* [REQUIRED TASK 1]: Copy the rows verbatim, from the first row through the line that contains "x=550 y=358".

[BEGIN DOCUMENT EXCERPT]

Reputation: 19
I am trying to add new column with a random 8 char string to every row of Spark Data Frame.
Function to generate 8 char string -
def id(size=8, chars=string.ascii_lowercase + string.digits):
return ''.join(random.choice(chars) for _ in range(size))
My Spark DF -
columns = ["Seqno","Name"]
data = [("1", "john jones"),
("2", "tracey smith"),
("3", "amy sanders")]
df = spark.createDataFrame(data=data,schema=columns)
df = df.withColumn("randomid", lit(id()))
df.show(truncate=False)
But with above code, random id is being duplicated. Any pointers on it to get it unique for each row?
+-----+------------+--------------------------------+
|Seqno|Name |randomid |
+-----+------------+--------------------------------+
|1 |john jones |uz6iugmraripznyzizt1ymvbs8gi2qv8|
|2 |tracey smith|uz6iugmraripznyzizt1ymvbs8gi2qv8|
|3 |amy sanders |uz6iugmraripznyzizt1ymvbs8gi2qv8|
+-----+------------+--------------------------------+
Upvotes: 0
Views: 2356
Reputation: 1858
You can use shuffle
transformation:
import string
import pyspark.sql.functions as f
source_characters = string.ascii_letters + string.digits
df = spark.createDataFrame([
("1", "john jones"),
("2", "tracey smith"),
("3", "amy sanders")
], ['Seqno', 'Name'])
df = (df
.withColumn('source_characters', f.split(f.lit(source_characters), ''))
.withColumn('random_string', f.concat_ws('', f.slice(f.shuffle(f.col('source_characters')), 1, 8)))
.drop('source_characters')
)
df.show()
and output looks like:
+-----+------------+-------------+
|Seqno| Name|random_string|
+-----+------------+-------------+
| 1| john jones| f8yWABgY|
| 2|tracey smith| Xp6idNb7|
| 3| amy sanders| zU8aSN4C|
+-----+------------+-------------+
Upvotes: 1
Reputation: 4189
You can use the uuid
function to generate a string, and then replace the -
in it.
df = df.withColumn("randomid", F.expr('replace(uuid(), "-", "")'))
Upvotes: 4

[END DOCUMENT EXCERPT]

* [REQUIRED TASK 2]: In the thread about Spark random strings, which function does the reply that strips out the "-" characters use to generate the string?

[BEGIN EXCERPTED DATA]

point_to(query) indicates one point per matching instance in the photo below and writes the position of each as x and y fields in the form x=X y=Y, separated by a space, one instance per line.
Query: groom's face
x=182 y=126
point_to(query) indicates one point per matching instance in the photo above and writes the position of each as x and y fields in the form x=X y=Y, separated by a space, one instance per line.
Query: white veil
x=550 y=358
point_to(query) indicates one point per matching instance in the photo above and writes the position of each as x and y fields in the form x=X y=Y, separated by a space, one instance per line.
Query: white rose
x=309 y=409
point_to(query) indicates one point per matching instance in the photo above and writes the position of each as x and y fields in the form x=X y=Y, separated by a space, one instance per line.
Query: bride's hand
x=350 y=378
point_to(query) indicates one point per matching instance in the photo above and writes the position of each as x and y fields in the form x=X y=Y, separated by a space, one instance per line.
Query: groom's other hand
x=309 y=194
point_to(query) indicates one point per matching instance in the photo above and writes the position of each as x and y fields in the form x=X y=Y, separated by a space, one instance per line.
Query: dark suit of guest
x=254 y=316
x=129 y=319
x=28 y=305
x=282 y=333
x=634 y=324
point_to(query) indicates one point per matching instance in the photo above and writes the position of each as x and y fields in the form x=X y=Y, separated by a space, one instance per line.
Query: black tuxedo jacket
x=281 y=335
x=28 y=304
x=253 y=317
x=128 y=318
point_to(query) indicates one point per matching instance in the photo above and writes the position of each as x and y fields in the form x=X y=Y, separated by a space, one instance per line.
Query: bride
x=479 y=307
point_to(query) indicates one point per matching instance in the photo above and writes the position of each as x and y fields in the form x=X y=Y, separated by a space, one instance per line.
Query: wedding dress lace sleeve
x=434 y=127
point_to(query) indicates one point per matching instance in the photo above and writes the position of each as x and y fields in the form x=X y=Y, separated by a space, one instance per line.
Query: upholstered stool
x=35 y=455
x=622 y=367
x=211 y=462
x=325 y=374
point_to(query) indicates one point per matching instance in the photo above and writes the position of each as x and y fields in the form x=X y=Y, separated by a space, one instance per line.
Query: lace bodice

[END EXCERPTED DATA]

* [FINAL RESULT 1]:
point_to(query) indicates one point per matching instance in the photo below and writes the position of each as x and y fields in the form x=X y=Y, separated by a space, one instance per line.
Query: groom's face
x=182 y=126
point_to(query) indicates one point per matching instance in the photo above and writes the position of each as x and y fields in the form x=X y=Y, separated by a space, one instance per line.
Query: white veil
x=550 y=358

* [FINAL RESULT 2]: The uuid function.